▶ _WORK TO DO_: Reproduce verbatim the lines from the one containing "Please tag the table" through the final line, with both included.

::::

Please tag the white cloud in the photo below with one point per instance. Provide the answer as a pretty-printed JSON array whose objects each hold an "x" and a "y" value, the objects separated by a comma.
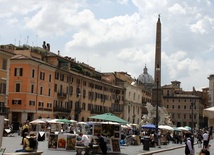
[
  {"x": 123, "y": 42},
  {"x": 177, "y": 9}
]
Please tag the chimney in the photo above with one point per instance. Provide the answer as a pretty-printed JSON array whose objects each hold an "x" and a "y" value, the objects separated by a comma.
[
  {"x": 44, "y": 45},
  {"x": 48, "y": 46}
]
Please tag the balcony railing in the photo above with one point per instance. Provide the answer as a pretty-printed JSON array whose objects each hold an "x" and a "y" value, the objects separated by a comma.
[
  {"x": 59, "y": 109},
  {"x": 4, "y": 110},
  {"x": 93, "y": 111},
  {"x": 62, "y": 95}
]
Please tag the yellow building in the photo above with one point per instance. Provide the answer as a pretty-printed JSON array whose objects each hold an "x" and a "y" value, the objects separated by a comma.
[{"x": 5, "y": 55}]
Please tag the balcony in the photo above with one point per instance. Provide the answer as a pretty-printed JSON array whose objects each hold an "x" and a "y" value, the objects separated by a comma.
[
  {"x": 59, "y": 109},
  {"x": 93, "y": 111},
  {"x": 44, "y": 109},
  {"x": 62, "y": 95},
  {"x": 4, "y": 110}
]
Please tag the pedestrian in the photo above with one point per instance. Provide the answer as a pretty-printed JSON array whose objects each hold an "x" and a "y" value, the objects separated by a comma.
[
  {"x": 189, "y": 145},
  {"x": 26, "y": 144},
  {"x": 102, "y": 143},
  {"x": 205, "y": 139},
  {"x": 199, "y": 139},
  {"x": 25, "y": 129},
  {"x": 205, "y": 151},
  {"x": 84, "y": 139}
]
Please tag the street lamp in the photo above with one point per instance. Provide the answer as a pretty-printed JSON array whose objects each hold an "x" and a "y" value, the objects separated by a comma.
[
  {"x": 192, "y": 105},
  {"x": 156, "y": 123}
]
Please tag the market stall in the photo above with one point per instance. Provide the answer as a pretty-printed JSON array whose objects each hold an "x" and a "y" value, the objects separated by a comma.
[
  {"x": 39, "y": 127},
  {"x": 62, "y": 141},
  {"x": 111, "y": 131}
]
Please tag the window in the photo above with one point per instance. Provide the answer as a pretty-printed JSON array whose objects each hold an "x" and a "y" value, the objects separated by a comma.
[
  {"x": 49, "y": 105},
  {"x": 18, "y": 72},
  {"x": 41, "y": 104},
  {"x": 55, "y": 87},
  {"x": 84, "y": 83},
  {"x": 41, "y": 90},
  {"x": 3, "y": 87},
  {"x": 62, "y": 77},
  {"x": 56, "y": 75},
  {"x": 4, "y": 64},
  {"x": 33, "y": 73},
  {"x": 42, "y": 75},
  {"x": 49, "y": 77},
  {"x": 31, "y": 103},
  {"x": 18, "y": 87},
  {"x": 32, "y": 88},
  {"x": 49, "y": 91},
  {"x": 17, "y": 101}
]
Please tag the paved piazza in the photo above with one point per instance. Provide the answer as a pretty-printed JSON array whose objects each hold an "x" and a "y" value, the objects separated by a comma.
[{"x": 13, "y": 143}]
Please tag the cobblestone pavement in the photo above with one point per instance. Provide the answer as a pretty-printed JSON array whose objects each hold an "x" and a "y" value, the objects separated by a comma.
[{"x": 13, "y": 143}]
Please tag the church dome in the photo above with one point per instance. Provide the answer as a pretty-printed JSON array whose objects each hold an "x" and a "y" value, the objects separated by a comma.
[{"x": 145, "y": 78}]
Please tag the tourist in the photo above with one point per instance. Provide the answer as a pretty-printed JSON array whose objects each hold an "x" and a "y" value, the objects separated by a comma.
[
  {"x": 205, "y": 139},
  {"x": 26, "y": 144},
  {"x": 102, "y": 143},
  {"x": 84, "y": 139},
  {"x": 189, "y": 148},
  {"x": 205, "y": 151},
  {"x": 25, "y": 129}
]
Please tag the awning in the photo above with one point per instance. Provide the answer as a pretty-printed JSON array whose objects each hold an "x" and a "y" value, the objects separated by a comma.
[{"x": 209, "y": 112}]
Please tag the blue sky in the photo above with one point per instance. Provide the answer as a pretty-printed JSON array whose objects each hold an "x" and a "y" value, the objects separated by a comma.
[{"x": 119, "y": 35}]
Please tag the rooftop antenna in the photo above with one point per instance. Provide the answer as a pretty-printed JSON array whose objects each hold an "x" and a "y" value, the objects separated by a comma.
[
  {"x": 27, "y": 40},
  {"x": 36, "y": 39},
  {"x": 20, "y": 40}
]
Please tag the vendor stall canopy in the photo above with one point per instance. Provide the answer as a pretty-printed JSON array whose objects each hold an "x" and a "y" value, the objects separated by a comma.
[
  {"x": 109, "y": 117},
  {"x": 209, "y": 112}
]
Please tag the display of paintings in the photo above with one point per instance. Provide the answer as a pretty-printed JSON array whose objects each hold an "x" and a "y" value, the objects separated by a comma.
[
  {"x": 115, "y": 145},
  {"x": 116, "y": 128},
  {"x": 52, "y": 141},
  {"x": 62, "y": 141},
  {"x": 97, "y": 129},
  {"x": 53, "y": 127},
  {"x": 117, "y": 135},
  {"x": 71, "y": 141},
  {"x": 108, "y": 130},
  {"x": 109, "y": 145}
]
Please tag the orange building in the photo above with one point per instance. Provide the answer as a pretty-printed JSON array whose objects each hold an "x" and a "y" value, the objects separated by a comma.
[
  {"x": 5, "y": 55},
  {"x": 31, "y": 88}
]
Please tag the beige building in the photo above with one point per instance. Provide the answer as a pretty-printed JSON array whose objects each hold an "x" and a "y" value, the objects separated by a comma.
[
  {"x": 5, "y": 55},
  {"x": 133, "y": 104},
  {"x": 44, "y": 84},
  {"x": 211, "y": 90},
  {"x": 182, "y": 105}
]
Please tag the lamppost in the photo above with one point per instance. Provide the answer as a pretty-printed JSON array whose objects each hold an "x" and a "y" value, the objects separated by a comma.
[
  {"x": 192, "y": 106},
  {"x": 156, "y": 123}
]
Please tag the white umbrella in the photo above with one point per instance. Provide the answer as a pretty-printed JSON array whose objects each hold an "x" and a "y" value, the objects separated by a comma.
[
  {"x": 209, "y": 112},
  {"x": 183, "y": 128},
  {"x": 5, "y": 119},
  {"x": 53, "y": 121},
  {"x": 37, "y": 121},
  {"x": 82, "y": 123},
  {"x": 165, "y": 127}
]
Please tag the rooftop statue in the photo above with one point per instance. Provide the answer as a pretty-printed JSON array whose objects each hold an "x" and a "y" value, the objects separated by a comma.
[{"x": 163, "y": 116}]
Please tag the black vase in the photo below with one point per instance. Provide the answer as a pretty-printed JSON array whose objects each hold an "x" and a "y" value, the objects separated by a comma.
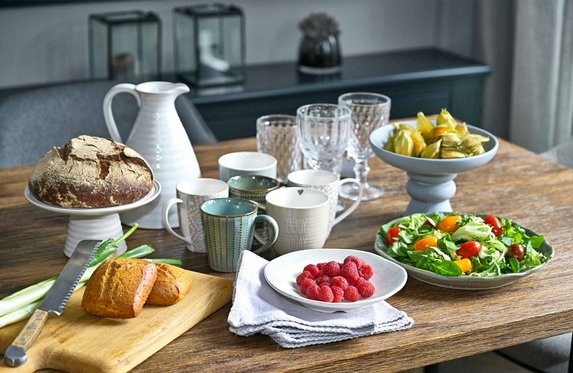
[{"x": 319, "y": 56}]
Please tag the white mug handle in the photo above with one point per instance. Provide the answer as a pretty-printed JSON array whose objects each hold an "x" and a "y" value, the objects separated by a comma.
[
  {"x": 107, "y": 113},
  {"x": 165, "y": 219},
  {"x": 352, "y": 207}
]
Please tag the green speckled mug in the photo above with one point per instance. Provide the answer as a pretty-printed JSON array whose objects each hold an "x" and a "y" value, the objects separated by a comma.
[{"x": 229, "y": 224}]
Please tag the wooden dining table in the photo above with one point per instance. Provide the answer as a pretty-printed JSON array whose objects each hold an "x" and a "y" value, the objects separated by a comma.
[{"x": 449, "y": 324}]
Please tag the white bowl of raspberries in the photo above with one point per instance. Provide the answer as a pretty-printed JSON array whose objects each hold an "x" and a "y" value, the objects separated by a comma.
[{"x": 331, "y": 280}]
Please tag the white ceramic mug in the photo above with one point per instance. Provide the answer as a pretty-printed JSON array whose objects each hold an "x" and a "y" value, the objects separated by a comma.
[
  {"x": 302, "y": 215},
  {"x": 190, "y": 197},
  {"x": 247, "y": 163},
  {"x": 330, "y": 183}
]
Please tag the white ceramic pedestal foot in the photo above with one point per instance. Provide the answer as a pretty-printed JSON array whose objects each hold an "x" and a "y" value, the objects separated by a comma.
[
  {"x": 93, "y": 223},
  {"x": 100, "y": 227},
  {"x": 430, "y": 193}
]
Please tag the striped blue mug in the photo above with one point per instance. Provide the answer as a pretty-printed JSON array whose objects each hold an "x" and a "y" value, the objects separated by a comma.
[{"x": 229, "y": 224}]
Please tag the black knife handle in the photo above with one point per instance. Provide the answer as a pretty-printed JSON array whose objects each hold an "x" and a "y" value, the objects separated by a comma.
[{"x": 16, "y": 353}]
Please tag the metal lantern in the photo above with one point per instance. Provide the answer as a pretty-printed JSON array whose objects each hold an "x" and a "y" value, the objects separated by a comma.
[
  {"x": 209, "y": 44},
  {"x": 125, "y": 45}
]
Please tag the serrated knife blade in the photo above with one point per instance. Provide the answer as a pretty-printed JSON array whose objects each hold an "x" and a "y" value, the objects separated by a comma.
[{"x": 54, "y": 302}]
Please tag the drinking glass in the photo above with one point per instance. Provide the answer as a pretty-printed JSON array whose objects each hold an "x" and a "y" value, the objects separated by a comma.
[
  {"x": 324, "y": 130},
  {"x": 369, "y": 112},
  {"x": 278, "y": 135}
]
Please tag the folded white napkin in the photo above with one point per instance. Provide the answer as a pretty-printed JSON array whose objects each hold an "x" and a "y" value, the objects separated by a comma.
[{"x": 257, "y": 308}]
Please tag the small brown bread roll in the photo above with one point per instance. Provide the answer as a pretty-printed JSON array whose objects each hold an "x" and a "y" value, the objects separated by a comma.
[
  {"x": 171, "y": 285},
  {"x": 119, "y": 288},
  {"x": 91, "y": 172}
]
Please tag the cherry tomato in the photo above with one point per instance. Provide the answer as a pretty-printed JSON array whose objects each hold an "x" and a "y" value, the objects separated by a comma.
[
  {"x": 495, "y": 225},
  {"x": 449, "y": 223},
  {"x": 469, "y": 249},
  {"x": 429, "y": 223},
  {"x": 392, "y": 235},
  {"x": 465, "y": 264},
  {"x": 516, "y": 251},
  {"x": 424, "y": 243}
]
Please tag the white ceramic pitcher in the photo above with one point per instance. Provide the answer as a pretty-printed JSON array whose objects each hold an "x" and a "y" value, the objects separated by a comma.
[{"x": 159, "y": 136}]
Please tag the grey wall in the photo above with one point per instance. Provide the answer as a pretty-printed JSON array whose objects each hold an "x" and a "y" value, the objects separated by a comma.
[{"x": 48, "y": 44}]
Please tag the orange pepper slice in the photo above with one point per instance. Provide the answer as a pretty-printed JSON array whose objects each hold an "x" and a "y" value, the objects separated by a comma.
[
  {"x": 465, "y": 264},
  {"x": 449, "y": 223}
]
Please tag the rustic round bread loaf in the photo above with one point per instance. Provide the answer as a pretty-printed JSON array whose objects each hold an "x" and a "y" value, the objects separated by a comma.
[{"x": 91, "y": 172}]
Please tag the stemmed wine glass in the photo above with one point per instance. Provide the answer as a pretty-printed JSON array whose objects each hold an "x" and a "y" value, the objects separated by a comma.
[
  {"x": 369, "y": 111},
  {"x": 324, "y": 129}
]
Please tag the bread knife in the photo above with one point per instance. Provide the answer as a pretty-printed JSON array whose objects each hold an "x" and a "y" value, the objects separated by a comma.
[{"x": 54, "y": 302}]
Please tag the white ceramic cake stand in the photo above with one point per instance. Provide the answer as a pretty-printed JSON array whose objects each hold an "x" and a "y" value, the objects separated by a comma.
[
  {"x": 94, "y": 223},
  {"x": 431, "y": 181}
]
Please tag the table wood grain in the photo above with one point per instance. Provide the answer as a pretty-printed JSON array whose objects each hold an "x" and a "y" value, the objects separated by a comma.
[{"x": 449, "y": 324}]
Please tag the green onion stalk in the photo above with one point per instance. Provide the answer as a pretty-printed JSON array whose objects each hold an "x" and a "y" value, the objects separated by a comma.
[{"x": 22, "y": 304}]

::::

▶ _THE COMPLETED TASK_:
Please tag the table wood grain in the photo above with one point per instance. Provide the answer as a pretty-printed JSON array whose objects each hold an "x" and a "y" value, the objects separated by a comma.
[{"x": 449, "y": 324}]
Please tag the green onion stalk in the photo above with one point per instance. Provide the answer as a pretty-printed JSON array whose objects each hold an "x" and a "y" value, the objects separated by a comma.
[{"x": 22, "y": 304}]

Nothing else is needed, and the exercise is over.